**CONSIGNES DU PROBLÈME**. Rédigez la suite du texte sur l'équanimité et les trois Portes de la Sagesse en reprenant juste après sa dernière phrase.

**EXTRAIT DU TEXTE**.
# # #
Ernst Baumann - Le lac de Zell en soirée - 1938






*****






       L'équanimité peut aussi être mise en relation avec les trois Portes de la Sagesse : vacuité, absence de caractéristique, absence de souhait. La vacuité désigne l'absence d'existence ultime des phénomènes. Les phénomènes n'ont pas la réalité qu'on leur porte. L'absence de caractéristique est la prise de conscience du fait que les concepts, les noms, les idées, les appréciations, les jugements ne sont que des étiquettes que l'on porte sur des phénomènes fluctuants et insaisissables : ces étiquettes conceptuelles ne renvoient à aucune réalité. Pourtant, nous avons la très forte tendance à conférer une réalité à nos concepts et aux caractéristiques dont nous affublons les phénomènes auxquels nous assistons. L'absence de souhait est la prise de conscience qu'il n'y a rien à attendre des phénomènes illusoires, rien à souhaiter, rien à désirer, simplement se contenter dans l'ici et maintenant, dans les choses telles qu'elles sont, et non telles que nous voudrions qu'elles soient.

      Si nous pratiquons l'équanimité en-dehors de ces trois portes de la sagesse, c'est déjà très bien somme toute, mais on ne dépassera pas le stade du monde de Brahma, monde divin fait d'une sublime paix, où tout est amour, compassion et joie, mais où on ne dépasse pas la dualité entre ce qui est bon et ce qui est mauvais. Le méditant équanime qui médite les quatre demeures de Brahma apaisera son esprit face à la douleur ou ce qui est pénible et ne s'emballera pas face à ce qui est plaisant et jouissif, mais il sera toujours confronté à la dualité de devoir endurer les choses pénibles et ne pas s'exciter excessivement devant les choses plaisantes. Jointe aux trois Portes de la Sagesse, la vacuité, l'absence de caractéristique et l'absence de souhait, l'équanimité prend une autre ampleur. Dans l'absence de caractéristique, on cesse de juger constamment les phénomènes et les diviser en bons et en mauvais. On prend conscience que ce ne sont que des divisions relatives qui n'ont pas cours dans l'absolu. Dans l'absence de souhait, on s'établit dans l'instant présent, ne souhaitant rien pour l'avenir. On se libère de cette propension fondamentale qu'ont tous les êtres à rechercher avidement le plaisir et le bonheur et à repousser frénétiquement la douleur et le mal-être. L'absence de souhait agit alors en amont de l'équanimité et la facilite grandement. Jointe aux Trois Portes de la Sagesse, l'équanimité devient un véritable facteur d’Éveil. D'ailleurs justement, dans la liste des sept facteurs d’Éveil, l'équanimité est le septième et le plus haut de ces facteurs d’Éveil2.
# # #
**Entrées d'identification des lieux**.
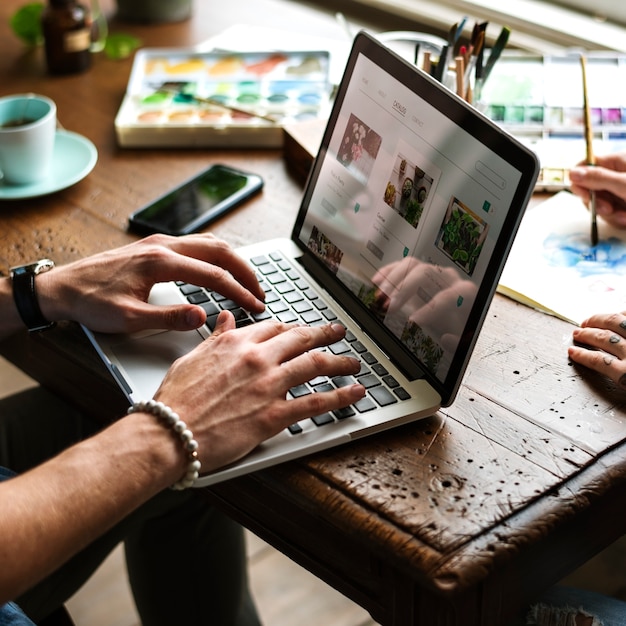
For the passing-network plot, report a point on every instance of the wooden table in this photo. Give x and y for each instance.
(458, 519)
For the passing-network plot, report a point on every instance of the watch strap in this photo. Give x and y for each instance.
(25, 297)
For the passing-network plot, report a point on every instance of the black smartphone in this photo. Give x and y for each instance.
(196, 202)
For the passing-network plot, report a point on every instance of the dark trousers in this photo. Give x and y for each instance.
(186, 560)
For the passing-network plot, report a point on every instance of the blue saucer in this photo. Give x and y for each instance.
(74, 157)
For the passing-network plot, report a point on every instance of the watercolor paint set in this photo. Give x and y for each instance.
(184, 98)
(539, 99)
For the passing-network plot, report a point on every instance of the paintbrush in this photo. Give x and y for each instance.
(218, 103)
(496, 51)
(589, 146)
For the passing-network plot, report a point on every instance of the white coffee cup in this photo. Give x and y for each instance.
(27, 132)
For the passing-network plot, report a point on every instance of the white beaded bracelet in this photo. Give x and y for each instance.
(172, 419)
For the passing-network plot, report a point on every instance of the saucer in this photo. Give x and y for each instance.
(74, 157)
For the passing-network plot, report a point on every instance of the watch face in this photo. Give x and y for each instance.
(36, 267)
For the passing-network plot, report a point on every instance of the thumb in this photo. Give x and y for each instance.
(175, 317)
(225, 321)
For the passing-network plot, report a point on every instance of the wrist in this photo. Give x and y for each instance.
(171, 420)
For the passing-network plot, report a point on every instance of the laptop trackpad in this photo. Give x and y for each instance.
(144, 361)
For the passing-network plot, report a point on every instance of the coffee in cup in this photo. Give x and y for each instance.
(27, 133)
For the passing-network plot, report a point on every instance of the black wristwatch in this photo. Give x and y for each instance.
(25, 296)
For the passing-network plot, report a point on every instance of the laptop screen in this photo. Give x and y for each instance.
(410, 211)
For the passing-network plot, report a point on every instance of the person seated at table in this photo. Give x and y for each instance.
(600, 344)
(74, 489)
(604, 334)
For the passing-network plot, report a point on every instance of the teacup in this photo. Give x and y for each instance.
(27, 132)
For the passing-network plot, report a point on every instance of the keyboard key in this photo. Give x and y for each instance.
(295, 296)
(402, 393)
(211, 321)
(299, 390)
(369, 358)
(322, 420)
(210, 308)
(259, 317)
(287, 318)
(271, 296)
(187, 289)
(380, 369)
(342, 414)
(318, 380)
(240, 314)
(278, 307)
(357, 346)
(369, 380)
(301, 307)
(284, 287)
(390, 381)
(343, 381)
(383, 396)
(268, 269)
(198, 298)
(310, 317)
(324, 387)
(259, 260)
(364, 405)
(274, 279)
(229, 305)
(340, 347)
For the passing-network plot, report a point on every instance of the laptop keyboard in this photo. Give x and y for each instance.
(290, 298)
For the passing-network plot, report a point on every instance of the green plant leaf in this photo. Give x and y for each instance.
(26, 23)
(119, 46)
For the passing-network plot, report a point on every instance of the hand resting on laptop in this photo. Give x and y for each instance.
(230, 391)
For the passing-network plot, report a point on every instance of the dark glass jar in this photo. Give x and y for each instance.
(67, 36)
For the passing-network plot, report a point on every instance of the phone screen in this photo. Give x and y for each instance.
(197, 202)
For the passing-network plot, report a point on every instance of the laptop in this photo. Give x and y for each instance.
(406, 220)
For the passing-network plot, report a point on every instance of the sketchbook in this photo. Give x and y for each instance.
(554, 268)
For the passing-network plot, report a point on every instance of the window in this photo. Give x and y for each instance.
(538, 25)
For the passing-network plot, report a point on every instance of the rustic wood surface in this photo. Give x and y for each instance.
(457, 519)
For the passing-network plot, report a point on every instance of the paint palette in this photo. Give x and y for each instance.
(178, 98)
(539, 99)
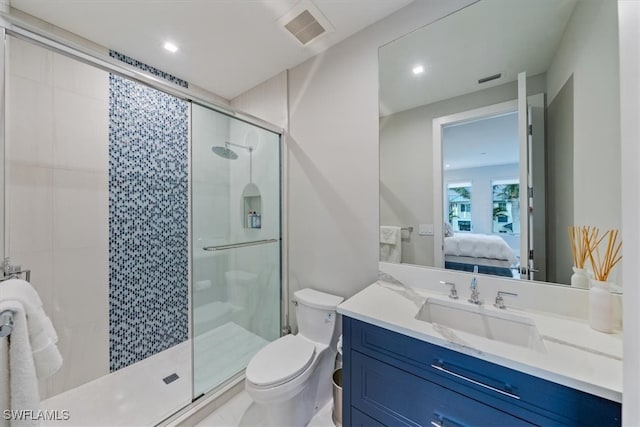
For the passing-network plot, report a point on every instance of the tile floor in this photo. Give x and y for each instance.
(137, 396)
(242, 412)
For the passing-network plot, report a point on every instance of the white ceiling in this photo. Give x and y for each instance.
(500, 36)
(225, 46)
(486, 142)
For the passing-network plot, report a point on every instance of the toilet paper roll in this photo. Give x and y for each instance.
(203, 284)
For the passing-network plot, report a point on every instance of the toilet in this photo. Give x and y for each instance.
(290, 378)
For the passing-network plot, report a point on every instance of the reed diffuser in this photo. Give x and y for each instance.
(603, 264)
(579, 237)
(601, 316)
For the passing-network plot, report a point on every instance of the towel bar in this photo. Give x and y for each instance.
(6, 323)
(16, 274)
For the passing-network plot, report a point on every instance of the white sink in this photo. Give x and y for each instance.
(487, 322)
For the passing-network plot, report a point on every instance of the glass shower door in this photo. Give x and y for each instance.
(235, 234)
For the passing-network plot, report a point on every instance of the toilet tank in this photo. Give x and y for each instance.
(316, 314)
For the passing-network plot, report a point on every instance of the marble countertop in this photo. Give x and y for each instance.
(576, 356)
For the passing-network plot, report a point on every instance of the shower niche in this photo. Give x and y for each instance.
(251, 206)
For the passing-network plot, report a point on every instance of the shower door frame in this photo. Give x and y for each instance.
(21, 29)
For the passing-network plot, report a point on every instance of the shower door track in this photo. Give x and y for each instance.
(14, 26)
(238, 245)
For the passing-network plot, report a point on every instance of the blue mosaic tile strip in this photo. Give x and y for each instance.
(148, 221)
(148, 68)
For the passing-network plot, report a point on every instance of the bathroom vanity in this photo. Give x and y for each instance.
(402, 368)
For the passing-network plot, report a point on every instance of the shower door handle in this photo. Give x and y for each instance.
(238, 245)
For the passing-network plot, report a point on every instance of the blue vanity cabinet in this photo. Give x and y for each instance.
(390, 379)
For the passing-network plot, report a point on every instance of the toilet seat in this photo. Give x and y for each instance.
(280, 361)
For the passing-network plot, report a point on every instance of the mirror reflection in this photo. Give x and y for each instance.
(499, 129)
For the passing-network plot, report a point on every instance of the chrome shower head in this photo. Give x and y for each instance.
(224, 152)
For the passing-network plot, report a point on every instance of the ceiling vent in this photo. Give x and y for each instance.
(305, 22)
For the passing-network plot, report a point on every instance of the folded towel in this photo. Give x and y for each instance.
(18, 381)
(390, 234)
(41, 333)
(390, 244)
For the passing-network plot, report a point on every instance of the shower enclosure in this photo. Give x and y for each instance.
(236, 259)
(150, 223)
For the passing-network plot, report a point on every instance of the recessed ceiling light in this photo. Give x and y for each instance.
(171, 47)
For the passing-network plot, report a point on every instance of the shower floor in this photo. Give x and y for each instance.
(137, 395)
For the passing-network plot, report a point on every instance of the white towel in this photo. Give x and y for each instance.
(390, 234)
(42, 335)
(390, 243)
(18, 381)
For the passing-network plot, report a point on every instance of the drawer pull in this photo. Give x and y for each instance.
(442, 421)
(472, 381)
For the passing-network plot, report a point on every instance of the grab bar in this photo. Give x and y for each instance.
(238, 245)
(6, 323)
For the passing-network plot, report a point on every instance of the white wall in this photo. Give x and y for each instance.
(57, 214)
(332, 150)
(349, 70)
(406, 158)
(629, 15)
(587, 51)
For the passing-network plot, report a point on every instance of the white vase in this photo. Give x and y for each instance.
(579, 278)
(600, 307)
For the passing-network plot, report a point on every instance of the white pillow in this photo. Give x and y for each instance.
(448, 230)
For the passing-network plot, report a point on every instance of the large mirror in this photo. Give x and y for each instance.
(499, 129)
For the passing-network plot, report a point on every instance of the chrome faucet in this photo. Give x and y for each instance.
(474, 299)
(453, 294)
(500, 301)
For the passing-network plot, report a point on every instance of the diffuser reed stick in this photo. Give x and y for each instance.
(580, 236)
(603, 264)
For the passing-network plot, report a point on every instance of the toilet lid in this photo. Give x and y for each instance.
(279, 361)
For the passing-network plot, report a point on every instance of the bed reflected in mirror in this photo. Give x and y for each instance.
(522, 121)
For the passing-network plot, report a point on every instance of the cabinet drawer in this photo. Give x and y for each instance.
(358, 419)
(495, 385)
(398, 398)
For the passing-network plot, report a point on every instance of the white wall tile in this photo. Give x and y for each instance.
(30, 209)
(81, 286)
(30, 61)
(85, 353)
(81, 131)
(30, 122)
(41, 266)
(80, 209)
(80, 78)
# # #
**RÉPONSE ATTENDUE**.
     Dans le Soûtra de la Distinction des Éléments (Dhātu Vibhanga Sutta, Majjhima Nikayā, III, 237-247), le Bouddha explique ce rôle de l'équanimité dans la méditation pour aller dans les plus hautes sphères de la concentration méditative3  (c'est moi qui met les intertitres):

« 1°) Prise de conscience de l'apparition et de la disparition des sensations agréables, désagréables ou neutres.

     Supposons, ô moine, que la chaleur soit obtenue, que la lumière soit produite par la frottement de deux pièces de bois. Lorsque ces deux pièces de bois se sont séparées, leur chaleur réciproque cesse, puis disparaît. Il en est de même, ô moine, d'une sensation agréable qui se produit du contact qui donne une sensation agréable. En éprouvant une sensation agréable, on sait : « je sens une sensation agréable ». Lorsqu'il y a cessation du contact qui a donné la sensation agréable, on sait : « La sensation agréable qui s'est produite à cause du contact qui a donné la sensation agréable a cessé, elle a disparu ».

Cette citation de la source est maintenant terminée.